Fragmentos

A veces soy capaz de recordarme sentada dentro del autobús que hacía la ruta 14, de mi casa al colegio, del colegio a mi casa. En aquellos días en los que siempre vestía falda tableada y calzaba mocasines azules, el tiempo no tenía prisa ninguna. Yo apoyaba mi cabeza en la ventana y me preguntaba para cuándo dejaría el autobús que me apeara, cuánto se suponía que tenía que esperar para soltarme las trenzas y crecer.

Darte cuenta del tiempo que has perdido deseando estar en otro sitio, es síntoma de que lo hice, bajarme del autobús. Lo bonito que tienen los libros, como las fotografías, es que son capaces de retener el tiempo, de encerrar e inmortalizar historias que de otra manera estarían en constante evolución. Por eso me gustan las imágenes en papel, porque puedo volver a ellas cuando lo necesito, como regreso a los libros que me dejaron huella.

Hace un par de noches, rescaté de mi biblioteca a La soledad de los números primos, un libro de Paolo Giordano que leí, anotado a lápiz en la primera página, el verano de 2009. Recordaba vagamente la historia, pero sí era capaz de rememorar cómo me pellizcó su lectura. Emocional. «Nada escapa a la atención del autor, que observa a sus personajes con la delicadeza feroz de quien sabe que la vida se compone de fragmentos, todos preciosos». Una historia donde cualquiera puede reconocerse porque tiene como protagonista a la soledad.

«La gente no perdía el tiempo, se aferraba a unas pocas casualidades y fundaba sobre ellas su existencia»… «Sí, lo había aprendido. Las decisiones se toman en unos segundos y se pagan el resto de la vida.»

Y por qué será que soy capaz de ver infinitamente más detalles si observo de nuevo una foto vieja, si releo otra vez una historia. Como si no fuera la misma narración, como si yo no fuera la misma de entonces, aunque siga viendo mi reflejo en la ventana del autobús.

• _PREGUNTAS SOBRE EL TEXTO_:
1 > Explica en una a tres oraciones por qué en el texto «Fragmentos» se prefieren las imágenes en papel.
2 > Por favor, reproduce el pasaje del texto «Fragmentos» que comienza en las palabras «Hace un par» y termina después de «a la soledad.».
3 > Resume el texto «Fragmentos» en dos oraciones.
El listado siguiente no guarda relación con el texto «Fragmentos».

Entradas de datos:
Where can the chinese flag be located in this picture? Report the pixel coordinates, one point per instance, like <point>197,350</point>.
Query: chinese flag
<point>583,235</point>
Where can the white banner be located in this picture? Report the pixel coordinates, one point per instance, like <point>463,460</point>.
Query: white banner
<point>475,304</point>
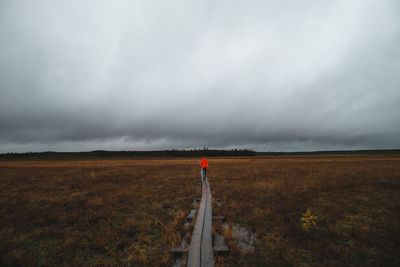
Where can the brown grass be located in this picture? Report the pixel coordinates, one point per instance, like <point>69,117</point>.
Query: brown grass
<point>356,199</point>
<point>131,211</point>
<point>93,212</point>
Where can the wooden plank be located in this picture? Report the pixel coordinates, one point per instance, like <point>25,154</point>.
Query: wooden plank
<point>201,250</point>
<point>207,253</point>
<point>194,257</point>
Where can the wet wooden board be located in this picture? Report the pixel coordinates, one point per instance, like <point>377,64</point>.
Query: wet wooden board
<point>201,250</point>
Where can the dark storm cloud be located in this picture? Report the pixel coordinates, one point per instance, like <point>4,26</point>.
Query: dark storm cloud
<point>84,75</point>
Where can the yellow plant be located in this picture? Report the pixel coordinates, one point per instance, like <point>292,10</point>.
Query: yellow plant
<point>308,220</point>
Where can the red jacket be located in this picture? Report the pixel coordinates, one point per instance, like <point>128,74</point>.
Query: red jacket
<point>204,163</point>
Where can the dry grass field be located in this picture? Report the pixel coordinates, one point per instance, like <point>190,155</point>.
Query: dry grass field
<point>122,212</point>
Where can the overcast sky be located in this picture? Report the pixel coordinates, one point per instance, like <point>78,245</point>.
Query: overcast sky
<point>266,75</point>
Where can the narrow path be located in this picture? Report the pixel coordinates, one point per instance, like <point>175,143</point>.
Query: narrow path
<point>201,249</point>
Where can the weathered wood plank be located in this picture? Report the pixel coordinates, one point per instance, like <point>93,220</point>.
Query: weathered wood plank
<point>207,253</point>
<point>201,250</point>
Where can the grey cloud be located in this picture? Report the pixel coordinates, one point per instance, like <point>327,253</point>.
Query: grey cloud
<point>153,75</point>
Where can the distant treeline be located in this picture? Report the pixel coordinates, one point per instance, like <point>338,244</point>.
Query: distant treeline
<point>98,154</point>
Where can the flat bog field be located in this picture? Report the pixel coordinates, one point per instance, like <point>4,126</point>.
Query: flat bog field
<point>280,211</point>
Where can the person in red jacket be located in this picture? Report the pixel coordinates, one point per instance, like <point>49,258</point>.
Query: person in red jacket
<point>204,167</point>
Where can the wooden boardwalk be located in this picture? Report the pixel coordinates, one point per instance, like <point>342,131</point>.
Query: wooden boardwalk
<point>201,247</point>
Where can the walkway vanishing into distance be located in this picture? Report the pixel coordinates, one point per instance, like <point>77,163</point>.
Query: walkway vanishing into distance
<point>201,247</point>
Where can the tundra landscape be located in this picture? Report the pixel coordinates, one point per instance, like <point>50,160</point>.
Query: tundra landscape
<point>334,210</point>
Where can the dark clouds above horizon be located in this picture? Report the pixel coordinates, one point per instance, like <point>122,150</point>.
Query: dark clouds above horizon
<point>266,75</point>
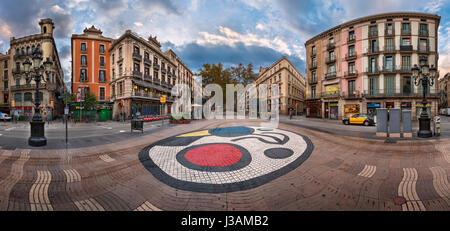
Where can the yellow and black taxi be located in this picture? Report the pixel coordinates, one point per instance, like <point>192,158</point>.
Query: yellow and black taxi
<point>363,119</point>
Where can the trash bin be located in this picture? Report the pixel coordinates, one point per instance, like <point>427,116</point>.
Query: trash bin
<point>437,125</point>
<point>137,124</point>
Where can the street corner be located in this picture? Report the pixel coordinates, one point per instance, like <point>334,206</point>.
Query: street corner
<point>225,159</point>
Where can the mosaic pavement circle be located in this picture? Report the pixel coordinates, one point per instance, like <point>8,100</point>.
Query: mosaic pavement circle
<point>225,159</point>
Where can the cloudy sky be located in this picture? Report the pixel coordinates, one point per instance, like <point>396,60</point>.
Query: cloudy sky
<point>199,31</point>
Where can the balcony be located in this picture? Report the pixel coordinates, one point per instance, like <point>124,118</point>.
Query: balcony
<point>351,95</point>
<point>312,81</point>
<point>331,75</point>
<point>137,56</point>
<point>330,94</point>
<point>147,61</point>
<point>372,71</point>
<point>350,56</point>
<point>137,74</point>
<point>330,60</point>
<point>373,34</point>
<point>423,49</point>
<point>389,32</point>
<point>388,69</point>
<point>406,48</point>
<point>372,51</point>
<point>352,74</point>
<point>423,32</point>
<point>351,39</point>
<point>389,49</point>
<point>330,46</point>
<point>148,77</point>
<point>406,31</point>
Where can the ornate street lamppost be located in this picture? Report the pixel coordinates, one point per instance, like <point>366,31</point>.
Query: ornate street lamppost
<point>424,75</point>
<point>36,70</point>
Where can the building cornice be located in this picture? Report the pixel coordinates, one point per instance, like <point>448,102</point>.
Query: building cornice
<point>390,15</point>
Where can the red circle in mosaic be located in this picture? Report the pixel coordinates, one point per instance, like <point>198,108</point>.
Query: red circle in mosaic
<point>214,155</point>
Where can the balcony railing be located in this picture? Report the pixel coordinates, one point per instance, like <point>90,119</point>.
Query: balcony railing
<point>331,75</point>
<point>137,74</point>
<point>373,33</point>
<point>351,38</point>
<point>372,71</point>
<point>351,95</point>
<point>350,56</point>
<point>147,61</point>
<point>407,48</point>
<point>330,46</point>
<point>330,60</point>
<point>137,56</point>
<point>351,74</point>
<point>398,92</point>
<point>389,49</point>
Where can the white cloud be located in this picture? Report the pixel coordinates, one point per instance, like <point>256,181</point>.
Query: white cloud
<point>230,37</point>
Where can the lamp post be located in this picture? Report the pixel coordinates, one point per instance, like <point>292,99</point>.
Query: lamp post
<point>424,75</point>
<point>34,71</point>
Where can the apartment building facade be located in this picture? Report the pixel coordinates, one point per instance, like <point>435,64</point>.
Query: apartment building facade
<point>290,82</point>
<point>91,63</point>
<point>141,74</point>
<point>4,83</point>
<point>366,63</point>
<point>22,88</point>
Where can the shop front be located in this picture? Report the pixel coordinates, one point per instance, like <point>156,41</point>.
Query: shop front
<point>372,108</point>
<point>314,109</point>
<point>351,109</point>
<point>334,110</point>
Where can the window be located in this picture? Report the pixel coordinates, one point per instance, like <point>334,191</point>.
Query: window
<point>406,41</point>
<point>83,60</point>
<point>102,49</point>
<point>351,67</point>
<point>389,44</point>
<point>406,63</point>
<point>83,75</point>
<point>83,47</point>
<point>351,35</point>
<point>102,61</point>
<point>373,31</point>
<point>18,97</point>
<point>102,76</point>
<point>28,96</point>
<point>423,45</point>
<point>389,29</point>
<point>406,28</point>
<point>423,29</point>
<point>102,93</point>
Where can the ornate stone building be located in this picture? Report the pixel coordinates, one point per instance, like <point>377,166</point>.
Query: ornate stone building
<point>141,73</point>
<point>365,64</point>
<point>290,82</point>
<point>22,91</point>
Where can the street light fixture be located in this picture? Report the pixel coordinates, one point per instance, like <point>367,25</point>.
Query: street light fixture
<point>37,137</point>
<point>424,75</point>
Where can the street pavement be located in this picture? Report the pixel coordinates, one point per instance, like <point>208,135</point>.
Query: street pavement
<point>230,165</point>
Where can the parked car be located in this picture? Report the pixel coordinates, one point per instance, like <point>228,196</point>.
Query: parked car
<point>4,117</point>
<point>363,119</point>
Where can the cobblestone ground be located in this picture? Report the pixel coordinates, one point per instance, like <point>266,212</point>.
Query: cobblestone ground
<point>308,170</point>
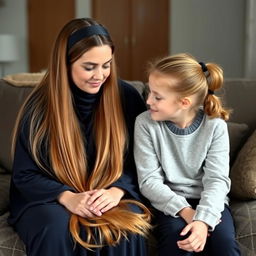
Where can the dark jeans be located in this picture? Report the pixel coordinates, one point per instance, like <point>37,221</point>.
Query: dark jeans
<point>221,241</point>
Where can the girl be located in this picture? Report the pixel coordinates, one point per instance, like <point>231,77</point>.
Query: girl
<point>182,157</point>
<point>74,183</point>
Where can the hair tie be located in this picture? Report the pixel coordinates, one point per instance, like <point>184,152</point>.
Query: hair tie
<point>86,32</point>
<point>204,68</point>
<point>211,92</point>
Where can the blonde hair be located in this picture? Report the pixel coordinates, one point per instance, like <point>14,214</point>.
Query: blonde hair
<point>192,80</point>
<point>54,125</point>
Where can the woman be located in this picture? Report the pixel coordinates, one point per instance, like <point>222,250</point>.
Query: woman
<point>73,189</point>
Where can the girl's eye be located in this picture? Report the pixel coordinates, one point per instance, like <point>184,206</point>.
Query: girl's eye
<point>106,66</point>
<point>88,68</point>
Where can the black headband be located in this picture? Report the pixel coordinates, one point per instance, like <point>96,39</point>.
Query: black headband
<point>86,32</point>
<point>204,68</point>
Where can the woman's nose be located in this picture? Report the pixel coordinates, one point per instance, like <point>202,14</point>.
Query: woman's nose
<point>98,74</point>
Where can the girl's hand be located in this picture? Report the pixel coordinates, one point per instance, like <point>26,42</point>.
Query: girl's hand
<point>77,203</point>
<point>197,239</point>
<point>103,200</point>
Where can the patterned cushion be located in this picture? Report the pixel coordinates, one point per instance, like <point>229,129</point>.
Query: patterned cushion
<point>244,215</point>
<point>4,192</point>
<point>243,172</point>
<point>10,243</point>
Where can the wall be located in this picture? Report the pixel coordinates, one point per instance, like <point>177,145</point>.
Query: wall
<point>211,31</point>
<point>13,21</point>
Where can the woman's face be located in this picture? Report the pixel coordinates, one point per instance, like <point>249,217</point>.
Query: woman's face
<point>92,69</point>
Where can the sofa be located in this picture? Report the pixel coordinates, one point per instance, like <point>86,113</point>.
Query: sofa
<point>238,94</point>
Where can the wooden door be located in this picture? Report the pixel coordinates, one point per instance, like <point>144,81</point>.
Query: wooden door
<point>140,30</point>
<point>45,19</point>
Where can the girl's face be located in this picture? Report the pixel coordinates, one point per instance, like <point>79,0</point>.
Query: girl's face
<point>92,69</point>
<point>164,103</point>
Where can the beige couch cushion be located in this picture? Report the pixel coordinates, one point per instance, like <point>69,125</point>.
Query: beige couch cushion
<point>237,136</point>
<point>243,172</point>
<point>13,90</point>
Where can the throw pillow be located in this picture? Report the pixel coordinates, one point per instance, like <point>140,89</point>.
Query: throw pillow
<point>237,135</point>
<point>243,172</point>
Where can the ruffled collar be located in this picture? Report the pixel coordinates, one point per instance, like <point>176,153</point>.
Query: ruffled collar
<point>188,130</point>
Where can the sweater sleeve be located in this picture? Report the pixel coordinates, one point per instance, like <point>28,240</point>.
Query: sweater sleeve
<point>216,182</point>
<point>133,105</point>
<point>29,184</point>
<point>151,176</point>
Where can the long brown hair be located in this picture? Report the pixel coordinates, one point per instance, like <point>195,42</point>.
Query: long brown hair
<point>194,79</point>
<point>54,125</point>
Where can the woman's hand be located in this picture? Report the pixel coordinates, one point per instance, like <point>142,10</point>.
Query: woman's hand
<point>77,203</point>
<point>103,200</point>
<point>197,239</point>
<point>187,214</point>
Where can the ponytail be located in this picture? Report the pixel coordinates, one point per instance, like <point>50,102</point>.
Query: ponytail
<point>213,106</point>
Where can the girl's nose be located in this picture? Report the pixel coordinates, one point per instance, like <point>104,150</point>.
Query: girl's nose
<point>98,74</point>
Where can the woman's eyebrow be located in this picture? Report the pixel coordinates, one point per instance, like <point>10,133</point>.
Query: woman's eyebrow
<point>95,64</point>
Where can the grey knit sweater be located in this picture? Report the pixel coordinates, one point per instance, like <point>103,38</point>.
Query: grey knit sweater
<point>175,164</point>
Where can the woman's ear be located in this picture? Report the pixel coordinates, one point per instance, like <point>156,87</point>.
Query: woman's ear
<point>186,102</point>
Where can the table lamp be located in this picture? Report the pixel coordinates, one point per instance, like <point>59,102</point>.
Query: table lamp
<point>8,50</point>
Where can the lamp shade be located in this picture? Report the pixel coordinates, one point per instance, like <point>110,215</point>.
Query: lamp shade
<point>8,48</point>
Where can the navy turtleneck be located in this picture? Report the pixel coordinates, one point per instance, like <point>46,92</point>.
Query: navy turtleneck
<point>85,104</point>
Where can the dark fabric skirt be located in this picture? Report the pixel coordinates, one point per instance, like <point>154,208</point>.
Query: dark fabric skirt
<point>45,231</point>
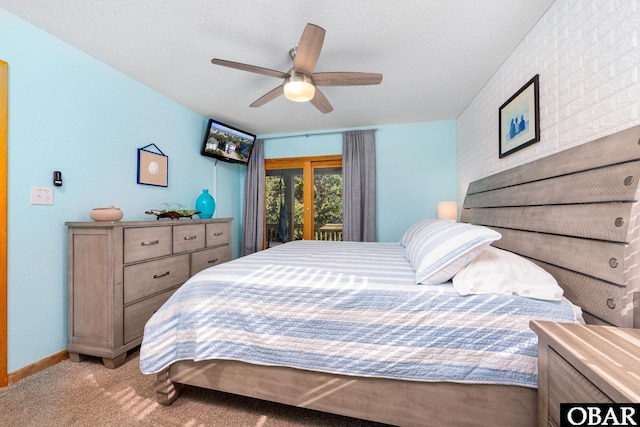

• _EJERCICIOS RESUELTOS_:
1 > Se prefieren porque se puede volver a ellas cuando se necesita, igual que se regresa a los libros que dejaron huella. Los libros y las fotografías son capaces de retener el tiempo e inmortalizar historias que de otra manera estarían en constante evolución.

2 >
Hace un par de noches, rescaté de mi biblioteca a La soledad de los números primos, un libro de Paolo Giordano que leí, anotado a lápiz en la primera página, el verano de 2009. Recordaba vagamente la historia, pero sí era capaz de rememorar cómo me pellizcó su lectura. Emocional. «Nada escapa a la atención del autor, que observa a sus personajes con la delicadeza feroz de quien sabe que la vida se compone de fragmentos, todos preciosos». Una historia donde cualquiera puede reconocerse porque tiene como protagonista a la soledad.

3 > El texto «Fragmentos» recuerda los trayectos en el autobús de la ruta 14 entre la casa y el colegio, con el deseo de crecer, y reflexiona sobre la capacidad de los libros y las fotografías para retener el tiempo. Relata la relectura de La soledad de los números primos, de Paolo Giordano, una historia cuyo protagonista es la soledad, y observa que al volver a una foto vieja o a una historia se ven muchos más detalles.